* [Stored data]:
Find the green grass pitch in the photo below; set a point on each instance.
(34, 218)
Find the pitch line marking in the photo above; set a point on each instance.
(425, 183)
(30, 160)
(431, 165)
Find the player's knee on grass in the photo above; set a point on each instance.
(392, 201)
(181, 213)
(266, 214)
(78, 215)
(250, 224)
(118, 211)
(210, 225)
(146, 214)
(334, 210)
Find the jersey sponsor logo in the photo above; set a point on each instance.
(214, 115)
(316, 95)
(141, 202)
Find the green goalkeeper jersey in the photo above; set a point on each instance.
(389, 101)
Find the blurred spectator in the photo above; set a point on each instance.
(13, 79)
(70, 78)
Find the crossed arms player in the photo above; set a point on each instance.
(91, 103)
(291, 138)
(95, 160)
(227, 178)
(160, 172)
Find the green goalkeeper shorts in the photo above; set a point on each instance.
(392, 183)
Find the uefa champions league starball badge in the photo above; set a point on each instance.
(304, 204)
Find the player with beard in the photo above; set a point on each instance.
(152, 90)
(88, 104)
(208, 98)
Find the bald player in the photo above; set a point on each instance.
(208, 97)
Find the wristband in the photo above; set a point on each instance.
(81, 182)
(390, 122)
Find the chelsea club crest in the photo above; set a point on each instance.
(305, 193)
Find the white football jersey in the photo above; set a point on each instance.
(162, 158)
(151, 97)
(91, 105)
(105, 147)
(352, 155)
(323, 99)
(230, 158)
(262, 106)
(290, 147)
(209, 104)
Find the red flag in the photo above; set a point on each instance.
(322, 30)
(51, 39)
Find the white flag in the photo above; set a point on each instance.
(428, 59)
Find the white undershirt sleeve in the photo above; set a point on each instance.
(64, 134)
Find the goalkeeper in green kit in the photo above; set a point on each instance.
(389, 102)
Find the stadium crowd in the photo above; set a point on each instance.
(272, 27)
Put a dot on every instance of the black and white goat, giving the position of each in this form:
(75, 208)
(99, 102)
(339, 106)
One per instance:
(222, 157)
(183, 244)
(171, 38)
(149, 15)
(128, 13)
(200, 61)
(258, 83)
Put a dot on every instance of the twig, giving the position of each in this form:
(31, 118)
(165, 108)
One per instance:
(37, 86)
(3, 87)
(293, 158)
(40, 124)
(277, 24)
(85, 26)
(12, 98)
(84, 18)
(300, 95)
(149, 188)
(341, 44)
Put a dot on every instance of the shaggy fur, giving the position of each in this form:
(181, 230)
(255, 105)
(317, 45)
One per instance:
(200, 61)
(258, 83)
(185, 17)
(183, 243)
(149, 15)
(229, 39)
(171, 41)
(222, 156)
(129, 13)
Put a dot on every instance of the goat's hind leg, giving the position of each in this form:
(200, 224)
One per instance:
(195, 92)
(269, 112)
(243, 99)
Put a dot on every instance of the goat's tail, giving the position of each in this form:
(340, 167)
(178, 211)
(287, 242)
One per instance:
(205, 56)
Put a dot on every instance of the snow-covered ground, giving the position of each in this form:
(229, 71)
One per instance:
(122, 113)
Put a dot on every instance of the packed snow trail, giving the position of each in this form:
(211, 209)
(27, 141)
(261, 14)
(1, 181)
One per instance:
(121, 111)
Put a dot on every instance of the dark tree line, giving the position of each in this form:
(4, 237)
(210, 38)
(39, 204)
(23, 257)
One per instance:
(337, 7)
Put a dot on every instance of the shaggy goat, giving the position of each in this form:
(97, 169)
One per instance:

* [Directive]:
Write every line of the material above again, exactly.

* [Response]:
Find the green grass pitch in the photo below; set a point on each instance.
(34, 218)
Find the pitch line marking in the photo above; set a point on each instance.
(425, 183)
(30, 160)
(431, 165)
Find the player's knee on grass in the photo above; set a point on each instance.
(392, 201)
(181, 213)
(266, 214)
(78, 215)
(250, 224)
(118, 211)
(210, 225)
(146, 214)
(334, 210)
Find the jersey sponsor logo in the photo above; set a point on each instance.
(214, 115)
(316, 95)
(141, 202)
Find the green goalkeeper jersey in the photo above; set a point on each instance.
(389, 101)
Find the blurred spectator in the photo above; set a point on each instance.
(13, 79)
(70, 78)
Find the crossed arms player in the photo above; set a point on each instance.
(91, 103)
(291, 138)
(95, 160)
(227, 178)
(160, 172)
Find the green goalkeeper shorts in the photo above; set a point on each instance.
(392, 183)
Find the uefa champions league starball badge in the photo above; set a point on each instance.
(304, 204)
Find the player with beard in the photo above; set a point on each instance.
(152, 90)
(88, 104)
(208, 98)
Find the bald player in the photo above; set a point on each instance.
(208, 97)
Find the wristband in the photo above; set a point on each instance.
(81, 182)
(390, 122)
Find the chelsea club crest in the photo above; set a point on each instance.
(305, 193)
Find the white football jersey in the photo above; set a point on each instance.
(162, 158)
(151, 97)
(91, 105)
(105, 147)
(352, 155)
(323, 99)
(230, 158)
(262, 106)
(290, 147)
(209, 104)
Find the red flag in the photo above; set a point on each instance.
(322, 30)
(51, 39)
Find the white flag in the photo above; set a point on each instance.
(428, 59)
Find the white undershirt sleeve in the photo above; set a point on each instance.
(64, 134)
Find the goalkeeper in green kit in the photo above; set a point on each instance.
(389, 102)
Find the stadium crowd in the photo above; set a point on each instance.
(272, 27)
Put a dot on every instance of the black and white goat, giving the position of each in this form:
(75, 208)
(99, 102)
(339, 106)
One per instance:
(222, 157)
(183, 244)
(171, 38)
(149, 15)
(128, 13)
(200, 61)
(258, 83)
Put a dot on every instance of the twig, giving the position of each in this form:
(31, 118)
(165, 108)
One per instance:
(37, 86)
(3, 87)
(293, 158)
(40, 124)
(277, 24)
(85, 26)
(12, 98)
(84, 18)
(300, 95)
(149, 188)
(341, 44)
Put a dot on every instance of the shaggy fur, giving the position of each in this form:
(181, 230)
(255, 105)
(317, 45)
One per instance:
(200, 61)
(258, 83)
(185, 17)
(183, 243)
(149, 15)
(229, 39)
(171, 41)
(222, 156)
(129, 13)
Put a dot on every instance of the goat's hind leg, giving the position of each in this form:
(200, 224)
One per instance:
(195, 92)
(269, 112)
(243, 99)
Put a dot on every instance of the goat's tail, giving the position of each in this form:
(340, 167)
(178, 211)
(287, 242)
One per instance:
(205, 56)
Put a dot on every instance of the snow-covered ground, giving the position of each in this form:
(229, 71)
One per instance:
(122, 113)
Put a dot on every instance of the packed snow trail, giving the position of each in this form:
(211, 209)
(27, 141)
(261, 14)
(1, 181)
One per instance:
(121, 111)
Put a dot on every instance of the dark tree line, giving the position of each in this form:
(4, 237)
(210, 38)
(39, 204)
(23, 257)
One per instance:
(337, 7)
Put a dot on every instance of the shaggy goat, giving the position of each in this form:
(97, 169)
One per instance:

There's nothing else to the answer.